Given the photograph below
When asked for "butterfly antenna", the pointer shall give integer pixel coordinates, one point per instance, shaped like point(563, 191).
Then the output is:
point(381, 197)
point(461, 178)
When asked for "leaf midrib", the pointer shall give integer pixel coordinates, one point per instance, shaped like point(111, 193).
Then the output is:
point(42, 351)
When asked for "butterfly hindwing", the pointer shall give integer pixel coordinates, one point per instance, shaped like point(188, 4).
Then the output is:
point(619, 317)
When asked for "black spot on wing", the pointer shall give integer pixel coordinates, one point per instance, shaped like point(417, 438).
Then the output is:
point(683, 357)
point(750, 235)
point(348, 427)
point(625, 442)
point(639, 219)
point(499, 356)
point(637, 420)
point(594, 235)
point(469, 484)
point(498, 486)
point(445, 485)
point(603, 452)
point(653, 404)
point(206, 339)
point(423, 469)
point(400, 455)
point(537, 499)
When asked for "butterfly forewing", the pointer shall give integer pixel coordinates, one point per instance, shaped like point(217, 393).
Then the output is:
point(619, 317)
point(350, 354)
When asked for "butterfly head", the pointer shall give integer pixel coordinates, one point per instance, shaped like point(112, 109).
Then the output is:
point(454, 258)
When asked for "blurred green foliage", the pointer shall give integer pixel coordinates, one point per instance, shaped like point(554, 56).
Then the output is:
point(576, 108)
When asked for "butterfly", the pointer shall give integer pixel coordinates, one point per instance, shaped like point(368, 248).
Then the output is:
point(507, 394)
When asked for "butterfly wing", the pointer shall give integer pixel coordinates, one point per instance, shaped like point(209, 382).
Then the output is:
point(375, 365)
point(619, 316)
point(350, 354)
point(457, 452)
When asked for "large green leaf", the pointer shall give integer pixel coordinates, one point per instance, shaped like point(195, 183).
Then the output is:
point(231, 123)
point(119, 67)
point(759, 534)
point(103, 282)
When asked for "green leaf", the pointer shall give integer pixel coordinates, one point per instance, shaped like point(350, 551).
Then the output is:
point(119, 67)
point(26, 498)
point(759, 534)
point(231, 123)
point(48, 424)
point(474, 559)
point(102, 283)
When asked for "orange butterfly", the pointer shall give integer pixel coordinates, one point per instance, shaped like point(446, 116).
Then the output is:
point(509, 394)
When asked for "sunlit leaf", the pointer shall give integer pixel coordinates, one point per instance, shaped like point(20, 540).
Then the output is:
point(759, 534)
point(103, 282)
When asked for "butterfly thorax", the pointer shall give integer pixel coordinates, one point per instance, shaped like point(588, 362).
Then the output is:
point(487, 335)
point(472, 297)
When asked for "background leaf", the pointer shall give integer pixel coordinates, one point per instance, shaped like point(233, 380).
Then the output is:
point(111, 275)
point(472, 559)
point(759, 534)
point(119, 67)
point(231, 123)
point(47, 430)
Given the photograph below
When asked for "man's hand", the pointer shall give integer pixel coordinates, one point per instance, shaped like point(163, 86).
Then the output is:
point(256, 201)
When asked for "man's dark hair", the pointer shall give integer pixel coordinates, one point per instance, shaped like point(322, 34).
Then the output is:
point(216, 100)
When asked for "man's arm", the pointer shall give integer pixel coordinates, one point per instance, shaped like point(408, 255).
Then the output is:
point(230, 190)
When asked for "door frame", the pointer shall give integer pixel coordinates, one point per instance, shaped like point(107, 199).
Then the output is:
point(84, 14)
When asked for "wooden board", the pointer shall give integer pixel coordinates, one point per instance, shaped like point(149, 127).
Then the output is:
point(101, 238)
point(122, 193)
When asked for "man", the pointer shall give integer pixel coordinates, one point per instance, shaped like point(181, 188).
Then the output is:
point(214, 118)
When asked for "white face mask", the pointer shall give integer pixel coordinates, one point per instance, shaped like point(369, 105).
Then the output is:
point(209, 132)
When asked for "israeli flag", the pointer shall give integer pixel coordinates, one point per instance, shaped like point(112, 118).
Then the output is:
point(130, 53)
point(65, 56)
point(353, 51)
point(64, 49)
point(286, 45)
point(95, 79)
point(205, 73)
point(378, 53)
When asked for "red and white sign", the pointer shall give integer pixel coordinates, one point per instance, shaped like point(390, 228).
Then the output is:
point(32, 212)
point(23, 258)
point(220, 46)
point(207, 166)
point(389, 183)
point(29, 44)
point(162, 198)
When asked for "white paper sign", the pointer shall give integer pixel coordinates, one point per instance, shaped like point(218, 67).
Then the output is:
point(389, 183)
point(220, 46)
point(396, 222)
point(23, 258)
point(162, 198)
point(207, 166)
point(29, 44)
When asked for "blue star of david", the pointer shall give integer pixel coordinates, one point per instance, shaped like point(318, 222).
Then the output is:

◆ **SHORT PROBLEM**: Can you write out everything from the line containing "like point(20, 540)." down to the line containing "point(256, 201)", both of those lines and the requests included, adding -144 to every coordinate in the answers?

◆ **FINISHED EXERCISE**:
When asked for "sunlit leaf", the pointer shall give integer pixel coordinates, one point per instance, shaped like point(20, 540).
Then the output is:
point(615, 390)
point(-41, 138)
When asked for "butterfly thorax", the pointer shall give integer pixel coordinates, one point per instance, shaped like point(588, 362).
Then the output is:
point(343, 191)
point(328, 153)
When asked for "background leaf", the pointer shall give integer pixel coordinates, one point per instance, shaped like point(233, 380).
Then the output is:
point(-33, 131)
point(328, 415)
point(615, 390)
point(-25, -77)
point(87, -21)
point(-97, 286)
Given the photograph below
When asked for "man's hand", the pointer shall give integer pixel coordinates, one point per instance, shaped like point(163, 86).
Then the output is:
point(112, 57)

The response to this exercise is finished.